> _REQUIREMENTS_: Retype the records below exactly as they appear.
** Begin RECORDS FOR THE EXERCISE **
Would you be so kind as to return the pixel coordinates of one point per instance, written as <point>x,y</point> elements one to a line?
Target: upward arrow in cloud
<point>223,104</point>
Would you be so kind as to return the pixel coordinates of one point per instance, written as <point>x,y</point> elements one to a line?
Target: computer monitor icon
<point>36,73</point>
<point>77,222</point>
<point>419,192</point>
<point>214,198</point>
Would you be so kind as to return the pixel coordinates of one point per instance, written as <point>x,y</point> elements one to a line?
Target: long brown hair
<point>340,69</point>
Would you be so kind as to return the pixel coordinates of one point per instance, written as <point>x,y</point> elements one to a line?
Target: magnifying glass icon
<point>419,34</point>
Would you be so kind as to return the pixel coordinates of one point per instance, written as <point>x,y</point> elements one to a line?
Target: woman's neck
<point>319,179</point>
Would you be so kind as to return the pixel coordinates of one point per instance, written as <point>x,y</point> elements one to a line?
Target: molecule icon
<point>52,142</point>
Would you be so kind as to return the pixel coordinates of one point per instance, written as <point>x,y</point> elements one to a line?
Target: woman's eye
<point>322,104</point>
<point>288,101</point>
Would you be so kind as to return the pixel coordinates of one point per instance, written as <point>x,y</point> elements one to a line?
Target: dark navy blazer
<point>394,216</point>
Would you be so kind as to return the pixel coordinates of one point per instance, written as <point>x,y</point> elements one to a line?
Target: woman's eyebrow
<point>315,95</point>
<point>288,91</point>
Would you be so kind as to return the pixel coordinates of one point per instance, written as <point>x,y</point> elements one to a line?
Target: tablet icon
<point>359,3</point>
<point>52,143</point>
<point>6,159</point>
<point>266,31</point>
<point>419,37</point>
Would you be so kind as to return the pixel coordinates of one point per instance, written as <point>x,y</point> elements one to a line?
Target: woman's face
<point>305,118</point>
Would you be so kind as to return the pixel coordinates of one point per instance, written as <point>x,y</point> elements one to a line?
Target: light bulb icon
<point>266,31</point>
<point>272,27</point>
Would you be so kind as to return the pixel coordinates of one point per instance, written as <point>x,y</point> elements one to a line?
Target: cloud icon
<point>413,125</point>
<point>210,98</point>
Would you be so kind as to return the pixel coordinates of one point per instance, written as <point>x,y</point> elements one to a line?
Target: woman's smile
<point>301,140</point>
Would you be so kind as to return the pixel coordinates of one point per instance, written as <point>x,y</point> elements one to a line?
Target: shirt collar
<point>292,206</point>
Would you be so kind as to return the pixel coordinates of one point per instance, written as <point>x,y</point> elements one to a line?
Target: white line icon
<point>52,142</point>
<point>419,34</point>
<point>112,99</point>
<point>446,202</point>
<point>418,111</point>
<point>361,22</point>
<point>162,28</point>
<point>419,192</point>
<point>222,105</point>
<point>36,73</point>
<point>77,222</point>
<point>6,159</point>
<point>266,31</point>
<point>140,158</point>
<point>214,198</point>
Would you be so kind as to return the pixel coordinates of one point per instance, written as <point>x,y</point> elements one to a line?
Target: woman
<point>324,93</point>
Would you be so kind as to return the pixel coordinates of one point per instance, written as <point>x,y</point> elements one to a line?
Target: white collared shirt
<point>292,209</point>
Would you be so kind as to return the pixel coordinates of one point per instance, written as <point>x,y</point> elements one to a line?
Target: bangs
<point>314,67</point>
** End RECORDS FOR THE EXERCISE **
> _RIGHT ANSWER_:
Would you be so kind as to return the pixel coordinates of one point per instance, written as <point>x,y</point> elements one to a line?
Target: upward arrow in cloud
<point>223,104</point>
Would you be so kind as to return the pixel coordinates of one point per instance, written as <point>x,y</point> elements one to a line?
Target: computer monitor icon
<point>36,73</point>
<point>77,222</point>
<point>419,192</point>
<point>214,198</point>
Would you be so kind as to return the pixel coordinates of one point per instance, written as <point>x,y</point> elements one to a line?
Target: long brown hair
<point>340,69</point>
Would you be so kind as to return the pixel coordinates of one point per instance, written as <point>x,y</point> elements one to a line?
Target: magnifying glass icon
<point>419,34</point>
Would you be so kind as to return the pixel coordinates of one point per instance, written as <point>x,y</point> elements one to a line?
Target: woman's neck
<point>319,179</point>
Would you be so kind as to return the pixel coordinates of one point per instance, written as <point>x,y</point> elements one to a line?
Target: molecule icon
<point>52,142</point>
Would you be so kind as to return the pixel coordinates of one point per instance, written as <point>x,y</point> elements one to a line?
Target: woman's eye
<point>322,104</point>
<point>288,101</point>
Would you be so kind as to return the pixel coordinates of one point per instance, written as <point>x,y</point> elements one to a line?
Target: dark navy blazer
<point>394,216</point>
Would you be so kind as to return the pixel coordinates of one point per instance, written as <point>x,y</point> elements one to a line?
Target: woman's eyebrow
<point>315,95</point>
<point>288,91</point>
Would you be so kind as to return the pixel coordinates of one point per instance, written as <point>x,y</point> elements one to a line?
Target: tablet icon
<point>359,3</point>
<point>52,143</point>
<point>6,159</point>
<point>266,31</point>
<point>419,37</point>
Would you be so kind as to return the pixel coordinates of one point per instance, written as <point>x,y</point> elements one to a line?
Target: woman's face
<point>305,118</point>
Would you be so kind as to return the pixel coordinates of one point per instance, written as <point>x,y</point> elements one to a line?
Target: light bulb icon
<point>266,31</point>
<point>272,27</point>
Would you be so kind as to return the pixel coordinates of one point per instance, written as <point>x,y</point> elements one to a line?
Target: cloud icon
<point>413,125</point>
<point>210,98</point>
Would you be so kind as to return the pixel coordinates of one point per instance, written as <point>x,y</point> elements one to a line?
Target: woman's smile
<point>301,140</point>
Would you be so kind as to return the pixel coordinates of one point per instance, written as <point>x,y</point> elements one to a line?
Target: shirt collar
<point>292,206</point>
Would you be so kind as to return the pixel coordinates of one point per instance, written as <point>x,y</point> elements one to a line?
Target: white line icon
<point>52,142</point>
<point>419,34</point>
<point>112,99</point>
<point>446,202</point>
<point>418,111</point>
<point>361,22</point>
<point>162,28</point>
<point>419,192</point>
<point>222,105</point>
<point>36,73</point>
<point>77,222</point>
<point>6,159</point>
<point>266,31</point>
<point>140,158</point>
<point>214,198</point>
Would you be so kind as to return the pixel coordinates of one point per instance, written as <point>x,y</point> elements one to a line?
Target: woman
<point>324,93</point>
Would you be so kind as to return the pixel coordinates of one point per instance, written as <point>x,y</point> elements one to a line?
Target: white collared shirt
<point>292,209</point>
Would you be so kind as to return the pixel coordinates of one point per instance, written as <point>x,y</point> elements one to a line?
Target: bangs
<point>314,67</point>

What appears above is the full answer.